Object pointing dataset rows:
* * * * * * *
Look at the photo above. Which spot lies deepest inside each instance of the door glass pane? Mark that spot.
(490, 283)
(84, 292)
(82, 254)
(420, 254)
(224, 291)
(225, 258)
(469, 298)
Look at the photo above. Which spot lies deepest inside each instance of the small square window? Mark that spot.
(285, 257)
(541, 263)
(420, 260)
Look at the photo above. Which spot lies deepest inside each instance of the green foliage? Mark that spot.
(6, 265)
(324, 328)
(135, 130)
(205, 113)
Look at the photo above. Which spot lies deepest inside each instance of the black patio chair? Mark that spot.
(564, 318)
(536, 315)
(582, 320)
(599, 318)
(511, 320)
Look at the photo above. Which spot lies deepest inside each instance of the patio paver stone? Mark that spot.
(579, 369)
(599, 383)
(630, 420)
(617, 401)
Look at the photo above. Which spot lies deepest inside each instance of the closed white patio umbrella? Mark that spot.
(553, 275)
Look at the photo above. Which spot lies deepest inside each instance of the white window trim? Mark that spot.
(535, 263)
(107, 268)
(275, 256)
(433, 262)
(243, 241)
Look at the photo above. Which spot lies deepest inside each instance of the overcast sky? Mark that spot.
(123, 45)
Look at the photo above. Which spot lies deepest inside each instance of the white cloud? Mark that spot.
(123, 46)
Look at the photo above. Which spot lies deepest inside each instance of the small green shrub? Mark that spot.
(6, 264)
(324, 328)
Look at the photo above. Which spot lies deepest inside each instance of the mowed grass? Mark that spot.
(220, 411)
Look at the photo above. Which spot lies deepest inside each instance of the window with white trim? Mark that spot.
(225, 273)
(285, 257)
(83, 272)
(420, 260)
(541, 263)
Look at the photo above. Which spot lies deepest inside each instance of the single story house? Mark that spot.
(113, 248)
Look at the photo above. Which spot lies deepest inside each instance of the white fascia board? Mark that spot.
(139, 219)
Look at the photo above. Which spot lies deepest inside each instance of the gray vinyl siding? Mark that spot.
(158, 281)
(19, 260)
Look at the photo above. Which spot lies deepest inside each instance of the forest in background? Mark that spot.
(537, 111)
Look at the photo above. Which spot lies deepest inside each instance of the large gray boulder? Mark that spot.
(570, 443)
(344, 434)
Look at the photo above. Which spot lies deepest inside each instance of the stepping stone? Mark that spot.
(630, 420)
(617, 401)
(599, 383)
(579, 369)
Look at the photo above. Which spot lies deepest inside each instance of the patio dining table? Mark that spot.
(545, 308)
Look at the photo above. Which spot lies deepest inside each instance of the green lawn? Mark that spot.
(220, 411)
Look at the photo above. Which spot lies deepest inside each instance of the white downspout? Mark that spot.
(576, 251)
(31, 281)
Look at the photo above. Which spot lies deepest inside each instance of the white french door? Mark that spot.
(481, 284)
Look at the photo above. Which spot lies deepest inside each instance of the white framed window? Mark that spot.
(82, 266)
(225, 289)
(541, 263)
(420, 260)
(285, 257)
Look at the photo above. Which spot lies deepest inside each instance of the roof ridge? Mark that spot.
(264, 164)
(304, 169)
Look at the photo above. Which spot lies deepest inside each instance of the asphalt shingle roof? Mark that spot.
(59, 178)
* * * * * * *
* Stated task: Write out all of the items above word for word, keeping every line in its original order.

* Response for this exercise:
Look at the photo above. Which spot lies deepest inside each instance of the door glass pane? Mark that spot.
(490, 283)
(84, 292)
(82, 254)
(420, 254)
(224, 291)
(225, 258)
(469, 298)
Look at the photo above. Which spot lies deepest inside each instance of the small square window? Mark that spot.
(285, 257)
(541, 263)
(420, 260)
Look at the photo above. Which spot lies deepest inside each instance of the green foliage? Mark that spot.
(6, 265)
(324, 328)
(135, 130)
(205, 113)
Look at the photo above. Which spot lies deepest inside each instance of the black patio chair? Mark that spot.
(564, 318)
(536, 315)
(582, 320)
(599, 318)
(511, 320)
Look at the photo above. Which spot lies deepest inside each instance of the patio paver stone? Mark that spot.
(579, 369)
(599, 383)
(630, 420)
(617, 401)
Look at the photo above. Which spot lies deepest inside each instance of the closed white patio umbrella? Mark that spot.
(553, 275)
Look at the photo above. Which spot lies deepest inside each instance of the white window trim? Mark that spot.
(535, 263)
(107, 268)
(275, 256)
(433, 262)
(243, 241)
Look at the photo above. Which spot lies deepest inside each instance of the overcast sky? Mark that spot.
(123, 45)
Look at the photo above. Which spot lies deepest inside each instance of the white cloud? Mark that spot.
(123, 46)
Look at the photo above. Which spot lies deepest inside each instance of the small green shrub? Mark that spot.
(6, 264)
(324, 328)
Look at the photo above. Which spot lies deepest inside each instance of the mowed grass? Mark that spot.
(220, 411)
Look at the photo above. Which spot lies deepest inside each instance of the window with white trim? Mark that spot.
(225, 273)
(285, 257)
(83, 272)
(420, 260)
(541, 263)
Look at the photo above. Which spot lies deepest inside each instance of the single story house? Mark that spot.
(113, 248)
Look at the photo above. Which spot lies deepest inside each instance of the white fascia board? Mark that spot.
(139, 219)
Look at the photo above. Which spot lies deepest inside each instance of the gray vinyl siding? Mark that spot.
(158, 281)
(19, 260)
Look at the photo above. Which spot lies deepest inside each instance of the forest in background? Mark that spot.
(537, 111)
Look at the photo above. Which spot lies deepest inside each instance of the large gray boulder? Mark that spot.
(570, 443)
(344, 434)
Look at the photo above. Which spot lies deepest inside each instance of the stepping stone? Mark that spot.
(630, 420)
(617, 401)
(599, 383)
(579, 369)
Look at the photo above. Which spot lies deepest inside each instance of the patio dining table? Mark that spot.
(545, 308)
Look at the photo above. Which spot lies deepest inside each instance of the green lawn? Mark that spot.
(220, 411)
Look at the photo above. Which spot lies deepest inside each instance of the white downspout? Mark that spot.
(576, 251)
(31, 281)
Look at the photo above. Which spot lies deepest inside each instance of the white french door? Mark that spot.
(481, 284)
Look at the photo above. Which spot lies deepest inside each instance of the white framed window? Mark that spot.
(82, 266)
(225, 289)
(541, 263)
(420, 260)
(285, 257)
Look at the photo above. Which spot lies deepest inside each instance of the roof ridge? Mark that spot.
(264, 164)
(304, 169)
Look at the photo above. Which spot lies deepest inside each instance of the asphalt shingle roof? Mark that spot.
(59, 178)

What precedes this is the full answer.